An attempt has been made to improve the accuracy of controlling humidity in the room by humidification of recirculating air in the room unit (cf. USSR Inventor's Certificate No. 367,318, Int. Cl. 2 F 24 F 3/14). This ejection room unit of a central air-conditioning system comprises a housing whose side walls, bottom, and cover define a mixing chamber. The lower portion of the mixing chamber accommodates a primary air supply manifold having nozzles and communicating with the primary air-conditioner. A side wall of the housing has an inlet port wherein a heat exchanger is mounted. The cover of the housing has an outlet port. The distinctive feature of this unit consists in that it is provided with a humidifier located in the mixing chamber. The humidifier is a water supply pipe arranged in the primary air supply manifold and having branch pipes connected to the nozzles thereof. The heat exchanger is a coil connected to the heat carrier supply system. The primary air supply manifold has the form of a box with nozzles passing through the box top cover. Flowing out of the nozzles, the primary air ejects water from the branch pipes and atomizes it in the mixing chamber, thereby humidifying the recirculating-primary air mixture. This ejection room unit makes possible an individual humidity control in every room. However, practice has shown that this construction is not free from some disadvantages.
One of these disadvantages consists in that the water accumulates on the manifold cover during continuous running of the unit floods the nozzles, and upsets the normal functioning of the humidifier. The water gets ejected from the unit into the room, which prevents an accurate control of the humidity.

**SUPPLIED DATA:**
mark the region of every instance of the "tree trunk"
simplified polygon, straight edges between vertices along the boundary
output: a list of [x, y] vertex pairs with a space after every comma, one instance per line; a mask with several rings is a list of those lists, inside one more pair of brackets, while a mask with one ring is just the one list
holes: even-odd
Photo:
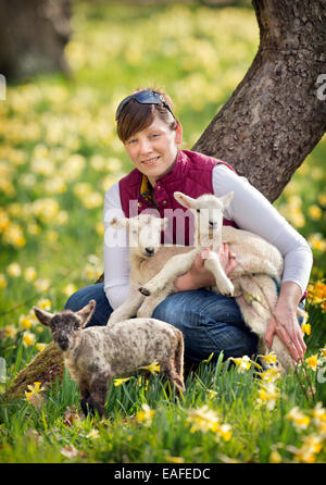
[[326, 1], [252, 3], [259, 51], [193, 150], [228, 161], [274, 201], [326, 129]]
[[[317, 96], [317, 78], [326, 74], [326, 1], [253, 0], [253, 7], [259, 51], [193, 149], [230, 162], [274, 201], [326, 129], [325, 89]], [[17, 374], [7, 397], [36, 380], [49, 382], [43, 356]], [[62, 375], [61, 353], [51, 362], [57, 372], [50, 382]]]
[[0, 72], [7, 79], [68, 72], [71, 0], [1, 0]]

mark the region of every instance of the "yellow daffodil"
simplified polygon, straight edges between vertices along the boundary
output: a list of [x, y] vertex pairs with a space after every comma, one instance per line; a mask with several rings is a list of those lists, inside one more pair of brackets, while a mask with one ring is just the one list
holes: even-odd
[[277, 368], [266, 369], [266, 371], [261, 372], [259, 375], [263, 381], [267, 381], [271, 383], [280, 380], [281, 377], [280, 372]]
[[149, 371], [151, 374], [154, 374], [155, 372], [160, 372], [161, 366], [156, 360], [154, 360], [149, 365], [143, 365], [141, 368], [138, 368], [139, 371]]
[[251, 360], [248, 356], [243, 357], [230, 357], [229, 360], [235, 362], [235, 364], [238, 366], [238, 372], [244, 372], [248, 371], [251, 368]]
[[22, 269], [18, 263], [11, 263], [7, 266], [7, 273], [12, 277], [18, 277], [22, 274]]
[[308, 359], [305, 359], [305, 362], [308, 363], [310, 369], [312, 369], [313, 371], [316, 371], [317, 365], [318, 365], [318, 356], [317, 356], [317, 353], [315, 353], [314, 356], [311, 356]]
[[73, 293], [77, 291], [77, 288], [75, 285], [68, 284], [63, 288], [62, 291], [66, 297], [70, 297]]
[[36, 279], [37, 273], [34, 266], [25, 268], [24, 270], [24, 277], [26, 282], [30, 283], [34, 279]]
[[146, 426], [150, 426], [155, 414], [155, 411], [151, 409], [146, 402], [141, 405], [142, 411], [138, 411], [136, 419], [139, 423], [143, 423]]
[[131, 376], [131, 377], [115, 378], [115, 380], [113, 381], [113, 385], [114, 385], [115, 387], [118, 387], [118, 386], [121, 386], [122, 384], [127, 383], [128, 381], [130, 381], [130, 378], [133, 378], [133, 376]]
[[311, 411], [311, 413], [315, 426], [318, 427], [322, 423], [326, 425], [326, 409], [323, 408], [322, 402], [317, 402], [315, 408]]
[[91, 430], [87, 435], [87, 438], [90, 438], [90, 439], [97, 439], [99, 437], [100, 437], [99, 430]]
[[27, 389], [28, 389], [28, 391], [25, 390], [25, 396], [28, 401], [30, 401], [35, 395], [40, 394], [42, 390], [45, 390], [45, 388], [41, 387], [40, 382], [35, 382], [34, 385], [29, 384], [27, 386]]
[[4, 274], [0, 273], [0, 289], [1, 288], [5, 288], [7, 287], [7, 277], [4, 276]]
[[230, 424], [221, 424], [218, 428], [218, 435], [223, 437], [225, 442], [229, 442], [231, 438], [231, 425]]
[[259, 408], [265, 406], [269, 411], [272, 411], [276, 401], [280, 397], [279, 388], [273, 382], [263, 382], [259, 388], [259, 397], [256, 399], [256, 405]]
[[323, 357], [326, 357], [326, 347], [323, 347], [321, 350], [321, 353]]
[[310, 425], [310, 416], [300, 411], [297, 406], [290, 410], [286, 418], [293, 423], [298, 431], [305, 430]]
[[269, 352], [266, 356], [259, 356], [261, 359], [264, 359], [264, 361], [267, 364], [275, 364], [277, 362], [277, 357], [275, 352]]
[[37, 302], [37, 307], [41, 308], [42, 310], [50, 311], [51, 310], [51, 301], [49, 299], [41, 299]]
[[240, 374], [244, 371], [248, 371], [251, 368], [251, 365], [254, 365], [258, 369], [262, 369], [262, 366], [260, 364], [258, 364], [256, 362], [251, 360], [248, 356], [235, 357], [235, 358], [229, 357], [228, 360], [231, 360], [233, 362], [235, 362], [235, 364], [238, 368], [238, 372]]
[[23, 334], [23, 345], [24, 347], [30, 347], [35, 344], [36, 337], [32, 332], [24, 332]]
[[268, 461], [269, 463], [281, 463], [281, 456], [276, 449], [271, 452]]
[[311, 334], [311, 324], [310, 323], [302, 323], [301, 328], [305, 335]]
[[15, 338], [18, 328], [15, 325], [5, 325], [4, 326], [4, 335], [7, 338]]
[[323, 215], [322, 209], [315, 203], [309, 207], [308, 213], [314, 221], [318, 221]]
[[26, 315], [20, 316], [20, 327], [21, 328], [28, 329], [32, 327], [32, 325], [33, 325], [32, 320], [28, 316], [26, 316]]

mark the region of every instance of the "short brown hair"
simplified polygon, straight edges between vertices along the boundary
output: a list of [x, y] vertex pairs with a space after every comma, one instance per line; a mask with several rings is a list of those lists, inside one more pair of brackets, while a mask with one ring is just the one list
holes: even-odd
[[[139, 92], [142, 90], [151, 90], [151, 88], [141, 88], [136, 89], [134, 92]], [[165, 102], [173, 108], [173, 102], [165, 92], [160, 89], [153, 89], [156, 92], [160, 92]], [[133, 94], [134, 94], [133, 92]], [[168, 111], [164, 104], [141, 104], [136, 99], [130, 99], [130, 101], [125, 105], [121, 115], [118, 116], [118, 121], [116, 124], [116, 132], [118, 138], [125, 142], [130, 136], [135, 135], [142, 129], [146, 129], [150, 126], [154, 120], [155, 114], [160, 116], [160, 119], [166, 123], [171, 129], [177, 128], [176, 119]]]

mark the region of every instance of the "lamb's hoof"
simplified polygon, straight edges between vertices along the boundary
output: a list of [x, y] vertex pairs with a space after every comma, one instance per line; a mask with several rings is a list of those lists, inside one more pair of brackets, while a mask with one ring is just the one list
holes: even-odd
[[151, 294], [145, 286], [140, 286], [140, 288], [138, 288], [138, 291], [140, 291], [141, 295], [143, 295], [145, 297], [149, 297]]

**WORK INSTRUCTION:** Please state what the humidifier consists of, according to the room-unit passage. The listing comes from a separate source.

**FINISHED EXERCISE:** It is a water supply pipe arranged in the primary air supply manifold, with branch pipes connected to the manifold's nozzles.